GIVEN INFORMATION:
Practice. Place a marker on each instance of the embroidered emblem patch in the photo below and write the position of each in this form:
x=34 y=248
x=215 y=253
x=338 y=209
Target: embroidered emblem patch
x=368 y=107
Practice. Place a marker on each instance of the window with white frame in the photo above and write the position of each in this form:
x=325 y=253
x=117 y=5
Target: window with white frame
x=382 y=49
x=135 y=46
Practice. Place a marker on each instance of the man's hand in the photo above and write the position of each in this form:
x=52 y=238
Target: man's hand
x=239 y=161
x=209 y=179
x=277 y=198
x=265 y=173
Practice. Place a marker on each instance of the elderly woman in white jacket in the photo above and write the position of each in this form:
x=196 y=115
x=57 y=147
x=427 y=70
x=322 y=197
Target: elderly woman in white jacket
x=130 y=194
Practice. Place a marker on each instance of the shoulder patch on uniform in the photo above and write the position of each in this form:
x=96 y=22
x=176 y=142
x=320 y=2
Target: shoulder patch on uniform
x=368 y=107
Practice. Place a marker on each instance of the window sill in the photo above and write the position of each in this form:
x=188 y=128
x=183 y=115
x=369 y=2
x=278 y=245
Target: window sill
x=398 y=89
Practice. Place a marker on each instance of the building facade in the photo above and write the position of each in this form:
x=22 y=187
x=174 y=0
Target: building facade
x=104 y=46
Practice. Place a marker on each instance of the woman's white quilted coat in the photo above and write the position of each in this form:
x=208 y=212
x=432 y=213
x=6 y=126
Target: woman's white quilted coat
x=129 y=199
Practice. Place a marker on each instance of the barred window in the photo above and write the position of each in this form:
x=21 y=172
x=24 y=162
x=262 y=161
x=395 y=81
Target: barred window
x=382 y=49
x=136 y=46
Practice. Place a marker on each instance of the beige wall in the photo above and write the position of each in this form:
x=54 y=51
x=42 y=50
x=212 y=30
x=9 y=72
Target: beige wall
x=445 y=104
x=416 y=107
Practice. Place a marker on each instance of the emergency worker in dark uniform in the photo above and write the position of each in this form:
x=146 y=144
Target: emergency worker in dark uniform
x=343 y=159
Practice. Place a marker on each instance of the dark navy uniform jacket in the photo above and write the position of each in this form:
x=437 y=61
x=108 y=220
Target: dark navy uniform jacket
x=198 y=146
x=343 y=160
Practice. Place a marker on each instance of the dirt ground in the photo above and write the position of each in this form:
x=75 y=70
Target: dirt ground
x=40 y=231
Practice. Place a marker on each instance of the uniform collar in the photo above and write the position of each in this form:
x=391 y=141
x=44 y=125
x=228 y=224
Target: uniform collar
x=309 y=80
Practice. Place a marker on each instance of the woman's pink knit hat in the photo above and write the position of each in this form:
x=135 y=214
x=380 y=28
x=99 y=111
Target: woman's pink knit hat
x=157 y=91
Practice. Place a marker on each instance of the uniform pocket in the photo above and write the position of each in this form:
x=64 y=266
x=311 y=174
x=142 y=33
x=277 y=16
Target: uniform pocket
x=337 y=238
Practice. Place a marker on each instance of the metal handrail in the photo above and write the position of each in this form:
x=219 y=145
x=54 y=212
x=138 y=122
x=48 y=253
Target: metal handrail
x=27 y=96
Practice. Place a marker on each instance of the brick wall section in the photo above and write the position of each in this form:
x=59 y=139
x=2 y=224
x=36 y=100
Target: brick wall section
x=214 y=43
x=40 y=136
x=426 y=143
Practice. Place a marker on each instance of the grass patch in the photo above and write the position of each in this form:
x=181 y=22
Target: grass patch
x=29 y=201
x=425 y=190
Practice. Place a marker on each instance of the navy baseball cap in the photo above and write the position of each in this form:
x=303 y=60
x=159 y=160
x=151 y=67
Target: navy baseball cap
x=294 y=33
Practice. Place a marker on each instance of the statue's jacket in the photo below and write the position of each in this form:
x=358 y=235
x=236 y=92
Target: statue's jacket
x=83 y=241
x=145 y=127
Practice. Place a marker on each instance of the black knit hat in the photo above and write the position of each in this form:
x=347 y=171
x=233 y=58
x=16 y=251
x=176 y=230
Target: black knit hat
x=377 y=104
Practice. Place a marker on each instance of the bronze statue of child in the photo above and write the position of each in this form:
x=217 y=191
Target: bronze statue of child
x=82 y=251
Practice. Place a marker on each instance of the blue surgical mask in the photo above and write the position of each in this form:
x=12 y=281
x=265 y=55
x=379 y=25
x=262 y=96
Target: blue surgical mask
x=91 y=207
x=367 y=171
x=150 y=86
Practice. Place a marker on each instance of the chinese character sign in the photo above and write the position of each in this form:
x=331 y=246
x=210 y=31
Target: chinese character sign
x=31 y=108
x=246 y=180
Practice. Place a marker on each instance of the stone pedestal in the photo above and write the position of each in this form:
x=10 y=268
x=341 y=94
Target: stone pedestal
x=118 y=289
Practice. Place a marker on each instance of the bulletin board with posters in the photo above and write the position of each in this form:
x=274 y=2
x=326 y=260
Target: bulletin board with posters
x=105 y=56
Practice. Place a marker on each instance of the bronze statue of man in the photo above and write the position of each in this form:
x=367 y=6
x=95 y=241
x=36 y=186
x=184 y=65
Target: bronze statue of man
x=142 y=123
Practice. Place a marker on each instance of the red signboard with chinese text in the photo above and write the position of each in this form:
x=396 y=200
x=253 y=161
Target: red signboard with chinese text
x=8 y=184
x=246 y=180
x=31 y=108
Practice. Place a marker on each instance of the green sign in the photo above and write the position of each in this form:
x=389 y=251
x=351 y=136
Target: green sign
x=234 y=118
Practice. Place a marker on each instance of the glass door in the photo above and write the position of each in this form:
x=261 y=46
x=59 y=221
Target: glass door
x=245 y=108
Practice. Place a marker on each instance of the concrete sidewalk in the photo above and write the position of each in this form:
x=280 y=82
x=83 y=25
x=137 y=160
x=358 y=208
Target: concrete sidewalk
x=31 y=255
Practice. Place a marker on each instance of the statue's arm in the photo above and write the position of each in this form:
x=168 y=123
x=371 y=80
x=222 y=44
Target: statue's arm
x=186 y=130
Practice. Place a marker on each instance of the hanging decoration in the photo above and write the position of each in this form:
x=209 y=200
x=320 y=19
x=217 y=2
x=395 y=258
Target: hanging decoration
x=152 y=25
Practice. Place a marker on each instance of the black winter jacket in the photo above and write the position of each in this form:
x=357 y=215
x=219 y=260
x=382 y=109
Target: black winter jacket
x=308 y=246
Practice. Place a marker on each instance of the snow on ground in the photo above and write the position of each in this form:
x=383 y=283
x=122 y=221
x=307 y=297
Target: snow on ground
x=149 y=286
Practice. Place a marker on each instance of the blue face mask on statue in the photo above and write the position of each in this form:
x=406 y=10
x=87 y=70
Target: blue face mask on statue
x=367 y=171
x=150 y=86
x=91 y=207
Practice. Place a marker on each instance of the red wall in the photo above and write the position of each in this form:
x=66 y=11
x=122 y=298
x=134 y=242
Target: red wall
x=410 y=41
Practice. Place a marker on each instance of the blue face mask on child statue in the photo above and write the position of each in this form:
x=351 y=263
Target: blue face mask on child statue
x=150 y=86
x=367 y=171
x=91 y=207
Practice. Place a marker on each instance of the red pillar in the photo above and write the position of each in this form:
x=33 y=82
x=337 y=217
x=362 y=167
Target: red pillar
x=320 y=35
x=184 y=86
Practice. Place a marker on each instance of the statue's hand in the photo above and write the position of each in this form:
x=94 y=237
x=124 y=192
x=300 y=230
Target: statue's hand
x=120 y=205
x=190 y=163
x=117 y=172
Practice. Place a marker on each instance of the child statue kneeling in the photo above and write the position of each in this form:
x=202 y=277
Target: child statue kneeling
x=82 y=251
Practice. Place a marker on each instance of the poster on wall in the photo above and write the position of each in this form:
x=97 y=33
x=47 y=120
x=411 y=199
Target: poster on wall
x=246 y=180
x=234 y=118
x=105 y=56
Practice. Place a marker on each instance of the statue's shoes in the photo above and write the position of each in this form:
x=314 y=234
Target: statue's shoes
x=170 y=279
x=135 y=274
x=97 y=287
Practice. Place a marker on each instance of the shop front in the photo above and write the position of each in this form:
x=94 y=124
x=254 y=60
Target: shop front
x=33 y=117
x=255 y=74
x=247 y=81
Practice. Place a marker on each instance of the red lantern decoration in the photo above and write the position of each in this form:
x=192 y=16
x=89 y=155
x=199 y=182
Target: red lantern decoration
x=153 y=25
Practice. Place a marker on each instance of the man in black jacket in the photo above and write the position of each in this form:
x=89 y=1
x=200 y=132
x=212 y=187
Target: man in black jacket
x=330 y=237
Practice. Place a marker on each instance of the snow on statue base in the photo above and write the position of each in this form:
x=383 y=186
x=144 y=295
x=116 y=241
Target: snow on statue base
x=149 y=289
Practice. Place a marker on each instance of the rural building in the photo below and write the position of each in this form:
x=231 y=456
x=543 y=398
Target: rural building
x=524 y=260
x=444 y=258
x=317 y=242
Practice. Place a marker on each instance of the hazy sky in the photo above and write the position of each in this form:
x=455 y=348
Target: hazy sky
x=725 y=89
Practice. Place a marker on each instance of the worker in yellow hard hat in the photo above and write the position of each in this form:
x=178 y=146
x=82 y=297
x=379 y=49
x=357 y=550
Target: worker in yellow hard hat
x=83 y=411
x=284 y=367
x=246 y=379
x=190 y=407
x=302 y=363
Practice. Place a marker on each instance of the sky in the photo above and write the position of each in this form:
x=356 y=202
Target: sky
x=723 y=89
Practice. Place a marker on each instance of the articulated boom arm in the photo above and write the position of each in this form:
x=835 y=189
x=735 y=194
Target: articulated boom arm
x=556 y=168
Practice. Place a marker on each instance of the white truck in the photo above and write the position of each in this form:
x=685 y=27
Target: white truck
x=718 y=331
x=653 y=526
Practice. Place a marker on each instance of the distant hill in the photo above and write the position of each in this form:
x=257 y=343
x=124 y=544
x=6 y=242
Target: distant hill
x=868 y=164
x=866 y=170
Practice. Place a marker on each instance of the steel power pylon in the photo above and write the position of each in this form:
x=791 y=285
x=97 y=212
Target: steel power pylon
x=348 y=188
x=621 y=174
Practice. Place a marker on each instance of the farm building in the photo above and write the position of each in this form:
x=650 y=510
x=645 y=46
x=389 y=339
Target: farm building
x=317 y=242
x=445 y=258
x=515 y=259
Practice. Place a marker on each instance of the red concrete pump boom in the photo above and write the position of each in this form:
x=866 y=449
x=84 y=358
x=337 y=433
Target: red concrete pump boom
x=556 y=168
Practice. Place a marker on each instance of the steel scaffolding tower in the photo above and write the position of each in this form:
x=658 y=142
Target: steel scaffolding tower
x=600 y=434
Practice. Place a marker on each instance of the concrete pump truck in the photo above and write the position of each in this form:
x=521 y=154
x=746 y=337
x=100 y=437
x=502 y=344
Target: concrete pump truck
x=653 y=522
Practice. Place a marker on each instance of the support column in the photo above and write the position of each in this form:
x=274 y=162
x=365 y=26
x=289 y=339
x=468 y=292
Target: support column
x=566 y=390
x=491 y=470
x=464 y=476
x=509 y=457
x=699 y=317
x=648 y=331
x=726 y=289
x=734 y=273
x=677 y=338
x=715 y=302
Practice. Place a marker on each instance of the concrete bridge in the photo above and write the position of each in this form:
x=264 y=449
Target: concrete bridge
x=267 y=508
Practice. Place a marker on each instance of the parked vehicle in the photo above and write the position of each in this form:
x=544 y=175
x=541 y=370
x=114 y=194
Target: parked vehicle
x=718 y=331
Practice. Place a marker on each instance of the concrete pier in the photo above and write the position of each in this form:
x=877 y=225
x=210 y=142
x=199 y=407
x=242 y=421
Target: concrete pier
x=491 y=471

CHALLENGE: Convert the records, from the line containing "on statue in" up to and including the line containing "x=117 y=172", into a JSON list of strings with one string per line and blank lines left out.

IN RESPONSE:
[
  "Practice. Place a marker on each instance of the blue face mask on statue in the photo above and write the position of each in this form:",
  "x=406 y=10",
  "x=87 y=70",
  "Target: blue face mask on statue",
  "x=367 y=171",
  "x=150 y=86",
  "x=91 y=207",
  "Practice. Place a marker on each instance of the red wall in the photo above and write the position of each in this form:",
  "x=66 y=11",
  "x=122 y=298",
  "x=134 y=242",
  "Target: red wall",
  "x=410 y=41",
  "Practice. Place a marker on each instance of the blue face mask on child statue in the photo above and write the position of each in this form:",
  "x=351 y=263",
  "Target: blue face mask on child statue",
  "x=150 y=86",
  "x=367 y=171",
  "x=91 y=207",
  "Practice. Place a marker on each instance of the red pillar in the photo above and write the position of each in this form:",
  "x=33 y=82",
  "x=337 y=217",
  "x=362 y=167",
  "Target: red pillar",
  "x=320 y=35",
  "x=184 y=86",
  "Practice. Place a marker on each instance of the statue's hand in the photo above and write the position of each in this form:",
  "x=94 y=237",
  "x=124 y=192",
  "x=300 y=230",
  "Target: statue's hand",
  "x=120 y=205",
  "x=190 y=163",
  "x=117 y=172"
]